Objetivo 1: Indique se cada afirmação abaixo está de acordo com o texto sobre o livro de Simon Reynolds, respondendo sim ou não e citando literalmente as palavras do texto que decidem a questão: (a) o livro foi lançado na Inglaterra em abril; (b) o grime descende do jungle e do drum’n bass; (c) o declínio da música eletrônica representa o fim do underground.

Texto citado:
Em abril Simon Reynolds lançou na Inglaterra o livro Rip It Up And Start Again, que fala sobre a era pós punk de bandas e pela primeira vez faz um apanhado unificado da cultura que seguiu o punk e se desenvolveu nos anos 80. Em tempo o livro esclarece e traz à tona os artistas e cabeças pensantes de uma era que tem sido mais e mais reverenciada pela garotada de vinte anos hoje, em eventos que muitas vezes trazem o pior da década, mas que tem sido reciclada nas sonoridades mais vanguardistas do rock e da electronica atual.

No bate-papo com o Bitsmag Simon fala também sobre uma das mais novas manifestações da música eletrônica, o grime, descendente do jungle e do drum’n bass e mostra que o declínio da música eletrônica vem a ser um momento de volta ao underground e busca de identidade.

Dados de anotação da localização de objetos:
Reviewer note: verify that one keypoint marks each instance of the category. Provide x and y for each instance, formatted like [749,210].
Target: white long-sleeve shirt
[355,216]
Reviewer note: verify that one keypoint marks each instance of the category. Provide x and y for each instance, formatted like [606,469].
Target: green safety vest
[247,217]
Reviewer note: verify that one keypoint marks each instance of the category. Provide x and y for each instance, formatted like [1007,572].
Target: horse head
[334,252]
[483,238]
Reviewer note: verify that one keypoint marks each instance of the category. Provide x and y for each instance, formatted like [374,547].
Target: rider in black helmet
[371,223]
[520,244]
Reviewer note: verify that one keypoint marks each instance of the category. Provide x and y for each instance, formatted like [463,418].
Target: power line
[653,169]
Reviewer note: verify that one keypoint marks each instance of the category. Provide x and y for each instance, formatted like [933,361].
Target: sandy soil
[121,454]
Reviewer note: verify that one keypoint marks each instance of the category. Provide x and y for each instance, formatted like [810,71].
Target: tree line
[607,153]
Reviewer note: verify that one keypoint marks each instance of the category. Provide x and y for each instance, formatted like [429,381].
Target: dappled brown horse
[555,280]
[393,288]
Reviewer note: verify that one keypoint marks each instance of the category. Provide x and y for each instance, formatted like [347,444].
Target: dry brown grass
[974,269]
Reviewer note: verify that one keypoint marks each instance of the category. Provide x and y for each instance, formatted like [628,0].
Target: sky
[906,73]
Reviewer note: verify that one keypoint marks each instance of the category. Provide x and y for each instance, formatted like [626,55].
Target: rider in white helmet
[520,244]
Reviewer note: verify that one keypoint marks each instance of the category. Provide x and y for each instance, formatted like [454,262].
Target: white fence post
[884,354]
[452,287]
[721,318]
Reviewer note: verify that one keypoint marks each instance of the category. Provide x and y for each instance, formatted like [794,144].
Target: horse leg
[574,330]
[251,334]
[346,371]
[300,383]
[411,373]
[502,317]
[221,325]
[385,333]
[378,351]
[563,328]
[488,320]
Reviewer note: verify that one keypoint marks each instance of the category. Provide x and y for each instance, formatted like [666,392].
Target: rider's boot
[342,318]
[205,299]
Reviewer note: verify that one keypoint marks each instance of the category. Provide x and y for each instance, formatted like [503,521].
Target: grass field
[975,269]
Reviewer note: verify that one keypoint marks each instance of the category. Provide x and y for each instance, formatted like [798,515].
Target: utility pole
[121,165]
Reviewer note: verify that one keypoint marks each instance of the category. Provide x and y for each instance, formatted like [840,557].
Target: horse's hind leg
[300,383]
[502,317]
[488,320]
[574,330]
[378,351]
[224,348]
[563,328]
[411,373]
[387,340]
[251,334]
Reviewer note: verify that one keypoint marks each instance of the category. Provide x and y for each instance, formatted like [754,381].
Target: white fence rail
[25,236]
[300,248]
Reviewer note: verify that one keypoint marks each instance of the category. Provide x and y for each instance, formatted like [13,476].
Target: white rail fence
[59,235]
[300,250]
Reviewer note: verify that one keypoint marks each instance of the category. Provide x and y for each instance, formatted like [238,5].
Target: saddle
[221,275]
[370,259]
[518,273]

---

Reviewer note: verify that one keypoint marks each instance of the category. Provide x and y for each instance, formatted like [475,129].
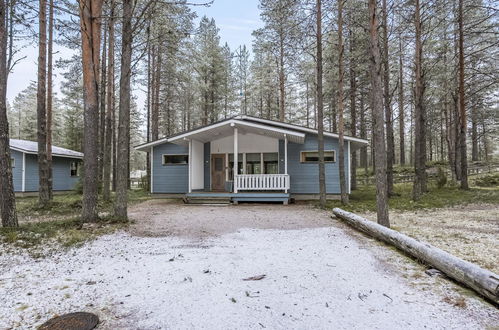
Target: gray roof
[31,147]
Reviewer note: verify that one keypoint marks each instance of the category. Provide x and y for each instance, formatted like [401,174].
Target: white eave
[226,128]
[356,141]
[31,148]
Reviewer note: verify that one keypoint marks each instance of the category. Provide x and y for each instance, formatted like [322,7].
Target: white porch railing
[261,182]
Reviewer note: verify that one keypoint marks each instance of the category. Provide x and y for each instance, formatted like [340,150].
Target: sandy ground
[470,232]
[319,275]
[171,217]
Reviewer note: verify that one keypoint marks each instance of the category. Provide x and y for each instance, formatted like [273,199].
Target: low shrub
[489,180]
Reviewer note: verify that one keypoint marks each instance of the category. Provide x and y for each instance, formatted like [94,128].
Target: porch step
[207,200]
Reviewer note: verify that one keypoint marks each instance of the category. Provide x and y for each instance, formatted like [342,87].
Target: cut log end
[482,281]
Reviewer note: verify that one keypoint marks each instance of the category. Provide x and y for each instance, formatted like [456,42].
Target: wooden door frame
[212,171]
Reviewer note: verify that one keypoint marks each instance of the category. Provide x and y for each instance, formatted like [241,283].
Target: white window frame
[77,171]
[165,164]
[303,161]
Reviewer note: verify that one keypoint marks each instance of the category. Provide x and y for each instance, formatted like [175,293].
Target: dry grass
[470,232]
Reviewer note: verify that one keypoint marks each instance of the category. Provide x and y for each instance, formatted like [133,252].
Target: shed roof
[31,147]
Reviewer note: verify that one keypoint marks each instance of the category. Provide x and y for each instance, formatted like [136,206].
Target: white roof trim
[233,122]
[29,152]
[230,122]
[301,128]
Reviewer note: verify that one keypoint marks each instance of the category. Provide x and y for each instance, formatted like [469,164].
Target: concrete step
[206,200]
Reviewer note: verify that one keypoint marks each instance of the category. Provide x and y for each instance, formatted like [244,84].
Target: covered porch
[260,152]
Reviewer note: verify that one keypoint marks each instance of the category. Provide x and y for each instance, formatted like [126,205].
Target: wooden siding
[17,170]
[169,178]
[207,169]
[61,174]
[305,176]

---

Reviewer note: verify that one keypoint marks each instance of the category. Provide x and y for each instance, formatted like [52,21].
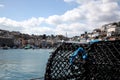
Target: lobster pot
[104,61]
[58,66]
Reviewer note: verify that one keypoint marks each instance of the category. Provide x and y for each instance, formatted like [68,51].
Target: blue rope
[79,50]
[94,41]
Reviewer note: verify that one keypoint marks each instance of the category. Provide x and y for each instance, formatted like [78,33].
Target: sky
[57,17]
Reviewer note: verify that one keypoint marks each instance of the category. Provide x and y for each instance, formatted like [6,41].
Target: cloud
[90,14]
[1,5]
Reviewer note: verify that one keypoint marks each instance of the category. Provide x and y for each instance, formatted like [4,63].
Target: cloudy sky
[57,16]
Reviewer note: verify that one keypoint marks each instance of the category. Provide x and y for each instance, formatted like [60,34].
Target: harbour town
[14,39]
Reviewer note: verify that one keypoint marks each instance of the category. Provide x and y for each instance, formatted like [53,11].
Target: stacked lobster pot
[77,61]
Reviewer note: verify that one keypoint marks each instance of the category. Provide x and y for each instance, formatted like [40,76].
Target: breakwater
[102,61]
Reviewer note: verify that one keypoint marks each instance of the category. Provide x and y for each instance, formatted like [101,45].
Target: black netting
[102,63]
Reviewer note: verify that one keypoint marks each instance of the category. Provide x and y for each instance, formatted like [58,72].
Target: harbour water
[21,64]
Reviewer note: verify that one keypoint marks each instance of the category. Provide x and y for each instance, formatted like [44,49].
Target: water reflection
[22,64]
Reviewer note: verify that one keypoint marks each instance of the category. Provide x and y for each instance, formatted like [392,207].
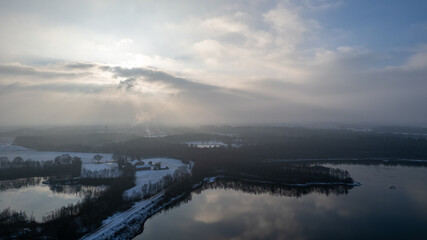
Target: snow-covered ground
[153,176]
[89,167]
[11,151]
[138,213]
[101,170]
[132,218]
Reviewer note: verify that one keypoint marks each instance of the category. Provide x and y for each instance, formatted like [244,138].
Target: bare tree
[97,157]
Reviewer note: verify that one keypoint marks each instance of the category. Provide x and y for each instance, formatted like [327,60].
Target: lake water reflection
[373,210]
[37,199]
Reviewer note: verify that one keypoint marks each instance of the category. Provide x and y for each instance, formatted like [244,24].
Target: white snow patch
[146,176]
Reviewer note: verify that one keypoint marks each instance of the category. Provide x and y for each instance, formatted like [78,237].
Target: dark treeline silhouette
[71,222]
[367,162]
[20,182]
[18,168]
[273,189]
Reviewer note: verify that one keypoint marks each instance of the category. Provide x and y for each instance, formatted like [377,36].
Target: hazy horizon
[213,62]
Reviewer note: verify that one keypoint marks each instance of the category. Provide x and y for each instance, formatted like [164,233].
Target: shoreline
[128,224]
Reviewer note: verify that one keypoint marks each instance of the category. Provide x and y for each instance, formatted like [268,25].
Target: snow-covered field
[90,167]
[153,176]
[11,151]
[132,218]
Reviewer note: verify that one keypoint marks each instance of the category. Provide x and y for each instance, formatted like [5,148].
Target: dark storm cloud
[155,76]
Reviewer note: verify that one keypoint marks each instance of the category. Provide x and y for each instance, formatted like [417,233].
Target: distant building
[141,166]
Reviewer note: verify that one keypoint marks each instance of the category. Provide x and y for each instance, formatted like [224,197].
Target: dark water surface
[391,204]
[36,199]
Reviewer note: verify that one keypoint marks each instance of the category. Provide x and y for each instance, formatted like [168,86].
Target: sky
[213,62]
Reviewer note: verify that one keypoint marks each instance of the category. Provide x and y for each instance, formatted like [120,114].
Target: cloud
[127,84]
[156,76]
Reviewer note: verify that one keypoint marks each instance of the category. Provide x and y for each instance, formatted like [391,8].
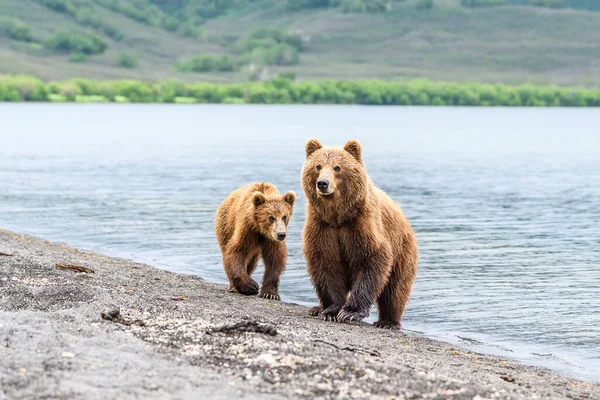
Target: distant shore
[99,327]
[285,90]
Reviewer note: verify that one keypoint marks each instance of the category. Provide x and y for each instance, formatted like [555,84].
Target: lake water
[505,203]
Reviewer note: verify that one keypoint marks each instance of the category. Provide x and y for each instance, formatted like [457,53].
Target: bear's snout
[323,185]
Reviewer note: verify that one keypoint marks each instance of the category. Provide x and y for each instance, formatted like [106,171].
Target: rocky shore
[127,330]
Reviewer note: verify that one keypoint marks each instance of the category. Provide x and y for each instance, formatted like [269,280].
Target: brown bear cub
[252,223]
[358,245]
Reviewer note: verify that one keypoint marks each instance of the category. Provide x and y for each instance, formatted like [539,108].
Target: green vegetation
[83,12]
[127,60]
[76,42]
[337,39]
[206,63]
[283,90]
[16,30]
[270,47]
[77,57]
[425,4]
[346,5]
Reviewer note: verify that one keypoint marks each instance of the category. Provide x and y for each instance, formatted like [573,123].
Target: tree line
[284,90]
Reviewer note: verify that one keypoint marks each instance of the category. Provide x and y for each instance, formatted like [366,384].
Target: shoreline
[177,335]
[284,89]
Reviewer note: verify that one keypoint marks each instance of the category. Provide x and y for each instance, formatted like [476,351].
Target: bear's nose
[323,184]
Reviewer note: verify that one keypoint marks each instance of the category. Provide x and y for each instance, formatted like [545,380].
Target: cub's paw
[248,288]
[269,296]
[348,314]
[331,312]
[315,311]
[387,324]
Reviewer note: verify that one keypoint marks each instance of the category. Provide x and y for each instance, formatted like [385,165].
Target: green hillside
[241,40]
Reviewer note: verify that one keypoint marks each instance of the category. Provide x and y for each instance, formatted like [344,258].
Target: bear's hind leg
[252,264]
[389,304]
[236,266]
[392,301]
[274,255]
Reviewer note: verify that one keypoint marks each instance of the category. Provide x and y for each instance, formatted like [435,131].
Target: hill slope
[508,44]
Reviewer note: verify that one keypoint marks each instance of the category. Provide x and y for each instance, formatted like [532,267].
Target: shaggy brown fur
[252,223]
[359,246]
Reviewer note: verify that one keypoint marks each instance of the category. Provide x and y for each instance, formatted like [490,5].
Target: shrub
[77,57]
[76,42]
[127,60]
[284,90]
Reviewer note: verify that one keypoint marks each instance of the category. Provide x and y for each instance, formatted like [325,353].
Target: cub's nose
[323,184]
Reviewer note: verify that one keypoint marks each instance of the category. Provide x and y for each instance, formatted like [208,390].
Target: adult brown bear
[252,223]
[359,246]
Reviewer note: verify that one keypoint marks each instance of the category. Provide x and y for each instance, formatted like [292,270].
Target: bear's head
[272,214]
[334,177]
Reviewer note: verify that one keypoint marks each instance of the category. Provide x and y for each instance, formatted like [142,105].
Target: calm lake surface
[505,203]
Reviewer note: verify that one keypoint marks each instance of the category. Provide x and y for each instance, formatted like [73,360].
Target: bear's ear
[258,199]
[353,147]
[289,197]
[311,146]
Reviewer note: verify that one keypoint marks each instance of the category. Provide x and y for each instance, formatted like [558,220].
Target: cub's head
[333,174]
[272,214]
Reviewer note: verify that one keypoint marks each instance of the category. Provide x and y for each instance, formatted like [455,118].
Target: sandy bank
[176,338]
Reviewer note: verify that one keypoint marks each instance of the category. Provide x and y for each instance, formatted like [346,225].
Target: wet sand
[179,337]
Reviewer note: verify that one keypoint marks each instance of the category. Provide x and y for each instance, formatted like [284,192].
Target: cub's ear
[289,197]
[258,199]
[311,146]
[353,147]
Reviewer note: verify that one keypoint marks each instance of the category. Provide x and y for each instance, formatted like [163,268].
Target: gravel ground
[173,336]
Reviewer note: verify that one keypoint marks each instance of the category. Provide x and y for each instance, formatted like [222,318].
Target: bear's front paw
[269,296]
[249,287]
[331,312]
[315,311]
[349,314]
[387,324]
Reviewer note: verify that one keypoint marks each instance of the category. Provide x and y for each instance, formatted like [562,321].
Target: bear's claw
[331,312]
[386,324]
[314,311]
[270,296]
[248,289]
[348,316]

Objetivo 2: Informe cada linha das linhas acima que contenha a palavra "green", levando em conta a distinção entre maiúsculas e minúsculas.

Resposta correta 1:
(a) Sim: "Em abril Simon Reynolds lançou na Inglaterra o livro Rip It Up And Start Again".
(b) Sim: "o grime, descendente do jungle e do drum’n bass".
(c) Não: "o declínio da música eletrônica vem a ser um momento de volta ao underground e busca de identidade".

Resposta correta 2:
Target: green safety vest
Target: green vegetation
Target: green hillside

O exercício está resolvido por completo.